■ Work task ■
Whenever a line in the material below includes "forested", copy that line.

■ Provided data ■
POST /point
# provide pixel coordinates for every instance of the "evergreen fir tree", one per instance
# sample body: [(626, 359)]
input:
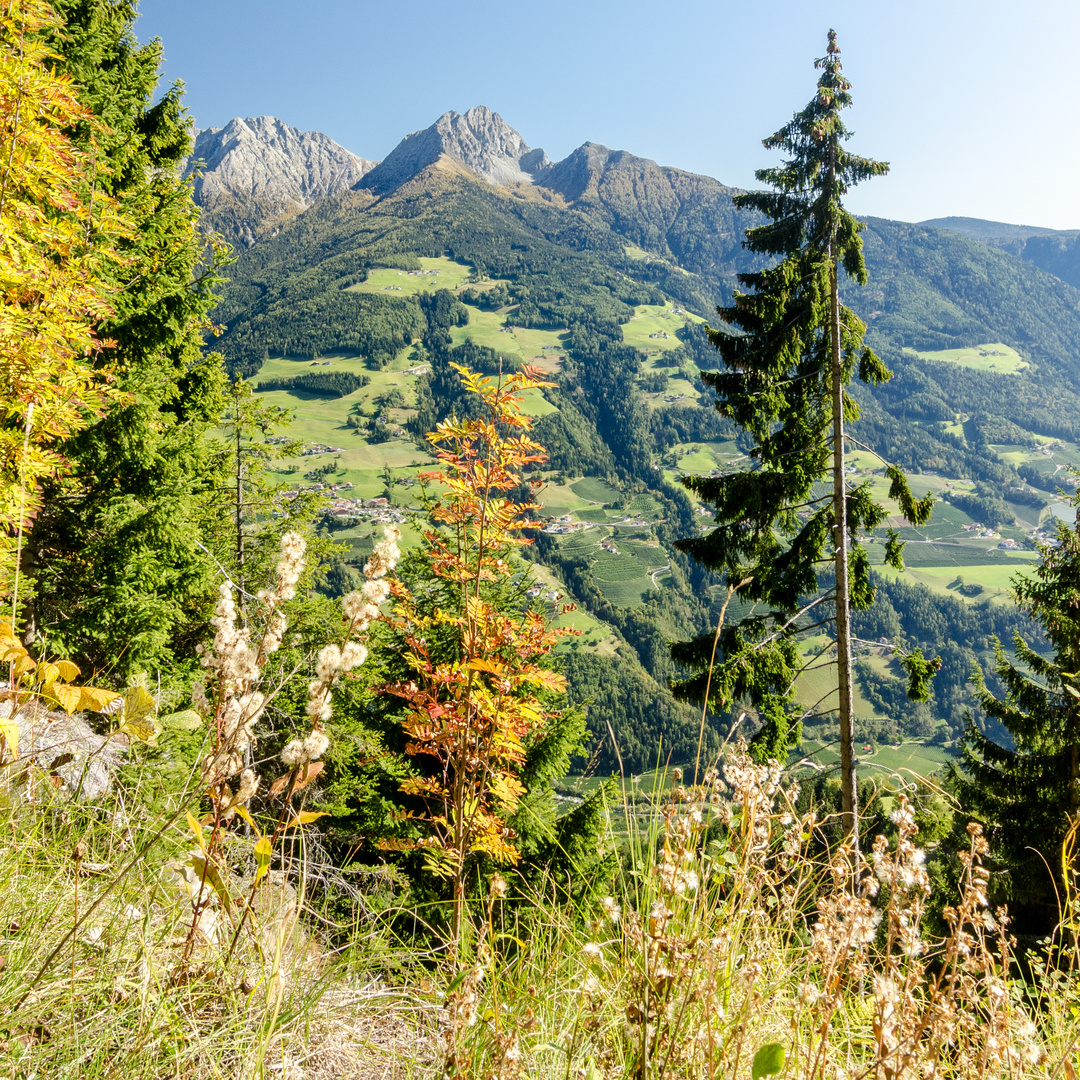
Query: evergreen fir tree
[(794, 351), (1027, 794), (121, 577)]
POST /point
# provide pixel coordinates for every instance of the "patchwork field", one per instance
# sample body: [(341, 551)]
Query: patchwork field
[(994, 356), (910, 757), (435, 273), (539, 348)]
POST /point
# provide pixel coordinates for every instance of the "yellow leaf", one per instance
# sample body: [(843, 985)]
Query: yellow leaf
[(262, 852), (305, 817), (187, 720), (9, 731), (69, 697), (486, 665), (68, 670), (138, 703), (23, 664)]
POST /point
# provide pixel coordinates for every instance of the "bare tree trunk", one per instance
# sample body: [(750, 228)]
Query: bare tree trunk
[(240, 504), (849, 785)]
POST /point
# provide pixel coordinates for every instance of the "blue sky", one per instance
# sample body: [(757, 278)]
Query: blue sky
[(973, 103)]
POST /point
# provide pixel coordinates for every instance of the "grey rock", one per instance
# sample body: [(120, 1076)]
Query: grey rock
[(480, 139), (264, 159), (67, 748)]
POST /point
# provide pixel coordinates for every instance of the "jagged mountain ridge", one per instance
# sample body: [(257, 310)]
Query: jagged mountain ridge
[(480, 139), (1055, 251), (260, 170)]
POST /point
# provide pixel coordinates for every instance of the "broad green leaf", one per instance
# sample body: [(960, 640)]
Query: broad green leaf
[(94, 698), (9, 731), (142, 728), (207, 872), (186, 720), (243, 811), (68, 670), (197, 831), (138, 703), (768, 1061), (262, 852)]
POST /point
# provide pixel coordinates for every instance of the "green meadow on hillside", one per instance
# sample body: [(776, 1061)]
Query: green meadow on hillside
[(659, 320), (994, 356)]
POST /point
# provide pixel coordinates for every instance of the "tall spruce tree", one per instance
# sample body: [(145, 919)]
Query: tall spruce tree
[(794, 350), (120, 576), (1028, 794)]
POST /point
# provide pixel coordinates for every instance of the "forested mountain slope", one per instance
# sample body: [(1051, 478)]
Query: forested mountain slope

■ Exercise result ■
# provide pixel coordinates for every instance of the "forested mountain slope", one per instance
Query: forested mountain slope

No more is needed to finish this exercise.